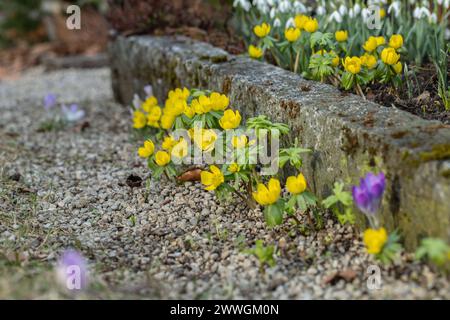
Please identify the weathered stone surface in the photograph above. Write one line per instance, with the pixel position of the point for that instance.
(348, 135)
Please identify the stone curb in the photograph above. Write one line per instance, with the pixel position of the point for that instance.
(349, 135)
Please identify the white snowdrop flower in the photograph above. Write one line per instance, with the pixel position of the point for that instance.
(290, 23)
(321, 11)
(336, 16)
(343, 10)
(276, 22)
(395, 8)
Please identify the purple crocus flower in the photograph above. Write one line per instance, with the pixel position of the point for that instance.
(72, 113)
(148, 90)
(72, 271)
(368, 195)
(49, 101)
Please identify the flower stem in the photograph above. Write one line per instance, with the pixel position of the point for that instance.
(297, 58)
(359, 90)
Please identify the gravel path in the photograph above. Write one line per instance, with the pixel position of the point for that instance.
(68, 188)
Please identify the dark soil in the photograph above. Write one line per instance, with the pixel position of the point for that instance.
(209, 21)
(423, 101)
(203, 20)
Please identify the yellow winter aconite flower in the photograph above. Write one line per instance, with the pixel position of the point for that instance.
(371, 44)
(147, 150)
(239, 142)
(212, 179)
(380, 40)
(234, 167)
(201, 105)
(154, 114)
(368, 60)
(300, 21)
(262, 30)
(167, 121)
(389, 56)
(162, 158)
(180, 149)
(341, 35)
(189, 112)
(168, 143)
(375, 240)
(352, 65)
(139, 119)
(268, 195)
(396, 41)
(292, 34)
(149, 103)
(219, 101)
(398, 67)
(335, 61)
(175, 106)
(204, 138)
(255, 52)
(230, 120)
(311, 25)
(296, 185)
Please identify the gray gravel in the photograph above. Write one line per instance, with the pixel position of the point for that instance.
(160, 240)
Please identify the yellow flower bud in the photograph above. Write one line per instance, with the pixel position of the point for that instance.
(389, 56)
(268, 195)
(296, 185)
(368, 60)
(219, 101)
(168, 143)
(371, 44)
(239, 142)
(292, 34)
(396, 41)
(311, 25)
(180, 149)
(380, 40)
(167, 121)
(149, 103)
(352, 65)
(300, 21)
(255, 52)
(230, 120)
(212, 179)
(341, 35)
(154, 114)
(139, 120)
(375, 240)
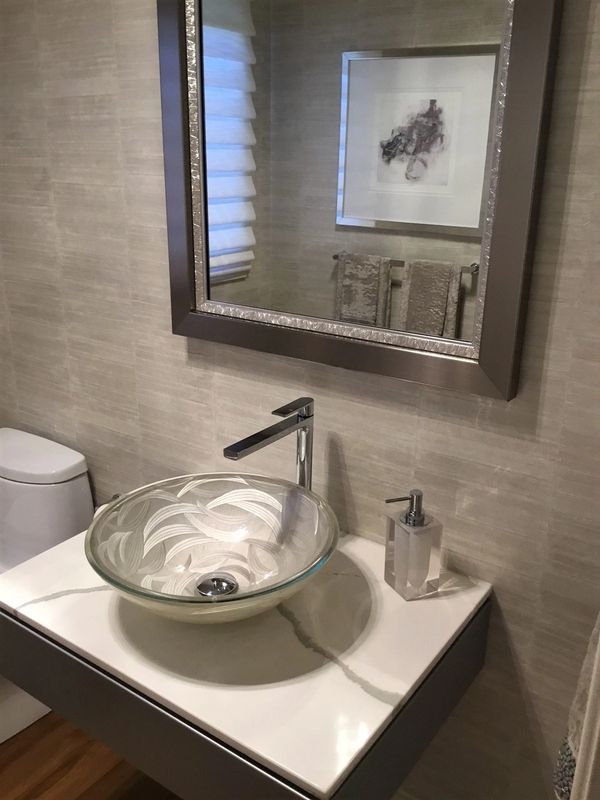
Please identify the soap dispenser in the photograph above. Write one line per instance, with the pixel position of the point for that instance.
(412, 551)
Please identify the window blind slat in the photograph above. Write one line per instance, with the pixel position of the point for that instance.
(236, 187)
(232, 15)
(222, 73)
(240, 238)
(218, 43)
(230, 213)
(228, 103)
(229, 159)
(229, 131)
(232, 259)
(229, 136)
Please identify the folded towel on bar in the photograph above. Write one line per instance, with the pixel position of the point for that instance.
(583, 735)
(363, 289)
(428, 300)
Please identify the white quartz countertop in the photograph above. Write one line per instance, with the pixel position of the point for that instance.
(304, 689)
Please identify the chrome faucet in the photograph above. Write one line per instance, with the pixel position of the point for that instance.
(299, 417)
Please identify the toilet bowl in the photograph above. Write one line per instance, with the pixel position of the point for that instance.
(45, 498)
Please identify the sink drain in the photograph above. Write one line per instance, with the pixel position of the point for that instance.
(218, 584)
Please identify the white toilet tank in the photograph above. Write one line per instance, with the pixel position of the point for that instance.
(45, 495)
(45, 498)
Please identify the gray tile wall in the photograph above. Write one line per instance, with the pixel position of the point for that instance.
(87, 357)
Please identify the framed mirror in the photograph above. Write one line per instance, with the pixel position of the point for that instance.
(354, 182)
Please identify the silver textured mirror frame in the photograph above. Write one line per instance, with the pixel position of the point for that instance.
(490, 364)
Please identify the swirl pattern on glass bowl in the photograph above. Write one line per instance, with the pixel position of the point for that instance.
(156, 544)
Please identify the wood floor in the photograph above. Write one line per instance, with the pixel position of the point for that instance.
(52, 760)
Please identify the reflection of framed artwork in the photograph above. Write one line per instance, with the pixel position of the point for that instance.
(415, 136)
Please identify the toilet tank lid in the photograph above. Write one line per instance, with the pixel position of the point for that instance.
(31, 459)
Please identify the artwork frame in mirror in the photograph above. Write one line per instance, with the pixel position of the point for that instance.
(408, 160)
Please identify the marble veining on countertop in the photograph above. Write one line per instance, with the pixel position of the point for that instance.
(304, 689)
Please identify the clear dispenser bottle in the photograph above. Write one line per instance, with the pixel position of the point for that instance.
(412, 552)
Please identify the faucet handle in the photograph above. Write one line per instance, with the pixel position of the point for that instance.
(303, 406)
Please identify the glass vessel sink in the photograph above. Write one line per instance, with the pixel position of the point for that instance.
(212, 548)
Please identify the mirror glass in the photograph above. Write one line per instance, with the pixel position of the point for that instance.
(350, 151)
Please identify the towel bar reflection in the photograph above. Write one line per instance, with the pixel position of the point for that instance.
(472, 269)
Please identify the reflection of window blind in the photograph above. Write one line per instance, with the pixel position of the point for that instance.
(229, 111)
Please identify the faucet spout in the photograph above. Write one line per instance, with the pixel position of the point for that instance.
(299, 418)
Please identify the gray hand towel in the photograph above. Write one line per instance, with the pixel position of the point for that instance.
(363, 289)
(564, 774)
(428, 302)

# Your assignment:
A faithful copy of every record is needed here. Leave the images out of it.

# Result of this exercise:
Please identify the weathered stone surface in the photograph above. Write one line per instance, with the pixel position of the point for that instance.
(348, 135)
Please identify the stone curb in the photograph above. Write one line per instance, with the pixel position of the point for that instance.
(349, 135)
Please identify the white snowdrop flower in the photograph above. Write one line per instance, with the pixel position of the point for that instance.
(290, 23)
(321, 11)
(336, 16)
(343, 10)
(276, 22)
(395, 8)
Please identify the purple crocus flower in the photograph above. Write one line per instance, with the pixel position of the point for that instance.
(72, 113)
(148, 90)
(72, 271)
(368, 195)
(49, 101)
Please identify the flower stem in the photograph above. Write one line per instance, with the pixel position of the point for that instance.
(297, 58)
(359, 90)
Please identify the gravel path in the photograph above. Write one line per instance, with the pixel position of the point for that instance.
(68, 188)
Please identify the dark soil in the photograph above. Write one line per instance, with the pixel position of the point for that instance.
(209, 21)
(423, 101)
(203, 20)
Please identify the yellow winter aconite flower in the photograph above. Write one line per instance, with the pixel position of the point for that instance.
(371, 44)
(147, 150)
(239, 142)
(212, 179)
(380, 40)
(234, 167)
(201, 105)
(154, 114)
(368, 60)
(300, 21)
(262, 30)
(167, 121)
(389, 56)
(162, 158)
(180, 149)
(341, 35)
(189, 112)
(168, 143)
(375, 240)
(352, 65)
(139, 119)
(268, 195)
(396, 41)
(292, 34)
(149, 103)
(219, 101)
(398, 67)
(335, 61)
(175, 106)
(204, 138)
(255, 52)
(230, 120)
(311, 25)
(296, 185)
Please identify the gray gravel in the photograph above. Write one line per instance, with the pixel position of the point for that instance.
(160, 240)
Please identify the yellow flower bud in the photograph above. Write one line per instance, with the pixel position of the point for that instance.
(389, 56)
(268, 195)
(296, 185)
(368, 60)
(219, 101)
(168, 143)
(371, 44)
(239, 142)
(292, 34)
(396, 41)
(311, 25)
(180, 149)
(380, 40)
(167, 121)
(149, 103)
(352, 65)
(300, 21)
(255, 52)
(230, 120)
(212, 179)
(341, 35)
(154, 114)
(139, 120)
(375, 240)
Please identify the soap dispenser in the photograph above. Write one line per instance, with the pixel position of the point for that instance.
(412, 551)
Please identify the window blind slat in the photograph above. Write one line per instance, with the pixel position of the point for that instance.
(236, 187)
(232, 15)
(222, 73)
(240, 238)
(218, 43)
(230, 213)
(228, 103)
(229, 159)
(229, 131)
(232, 259)
(229, 136)
Please identify the folded towel on bar in the photograph above. Write one line per instance, with the pixel position of the point for that instance.
(583, 735)
(363, 289)
(428, 300)
Please identify the white quartz countertop in the photograph above. Write one line per instance, with the pixel position of the point for that instance.
(304, 689)
Please identify the chrome faucet in the photograph above. Write one line per instance, with the pixel position of the point for that instance.
(299, 417)
Please identify the toilet bowl in the photograph above. Write one line per instance, with the pixel position of the point for that instance.
(45, 498)
Please identify the sink drain in the photograph above. Write one line per instance, with the pixel position of the point for that instance.
(218, 584)
Please identify the white toilet tank in the photograph above. Write one line per instance, with the pixel position of the point for that instance.
(45, 495)
(45, 498)
Please identify the gray tile wall in the photograph above. Write one line per instance, with the pixel position of the point for that instance.
(87, 357)
Please identify the framed mirror in the photograph above. Write one line per instance, with the pixel position of the point for that instance.
(354, 182)
Please identify the silver textured mirror frame in the photograph above. Write one line per instance, with the pixel position of the point for that instance.
(490, 364)
Please identify the swirl pattern on glass bowl in the photograph above. Write one line per instance, with the pixel position of the point for that instance.
(156, 544)
Please identify the wood floor in the photograph above. Write one line per instance, with the pixel position of the point for that instance.
(52, 760)
Please identify the reflection of framed artwork in the photograph above. Write one line per instance, with the pixel position of the point for that instance.
(415, 136)
Please identify the toilet tank lid in the photograph above. Write one line per instance, with the pixel position of the point for that instance.
(31, 459)
Please identify the artwork frame in mirror in the photograph above. Write one line per instance, with the pixel position of the point for that instance.
(408, 160)
Please identify the marble veining on countertop in the photograph above. Write one line per instance, with the pixel position of the point for that instance.
(304, 689)
Please identify the clear dispenser bottle in the photograph above. Write one line per instance, with the pixel position of the point for that instance.
(412, 552)
Please identify the faucet handle in the photograph above. Write one line per instance, with the pixel position of the point for that instance.
(303, 406)
Please identify the glass vessel sink in the photograph above. Write one line per instance, with the pixel position of the point for that instance.
(212, 548)
Please identify the mirror glass in the photograph above. Write one line per instance, with the pixel position of the point for that instance.
(350, 151)
Please identify the towel bar reflection in the photograph above. Write one line per instance, with the pixel position of the point for that instance.
(472, 269)
Please identify the reflection of window blind in the photograph above. Write one line per instance, with the pixel position of the point for that instance.
(229, 111)
Please identify the faucet spout in the photograph above. Write one line per instance, with the pixel position of the point for that instance.
(299, 418)
Please identify the gray hand towel in the photograph above. Write one line per instance, with the pixel position of the point for that instance.
(363, 289)
(564, 774)
(428, 302)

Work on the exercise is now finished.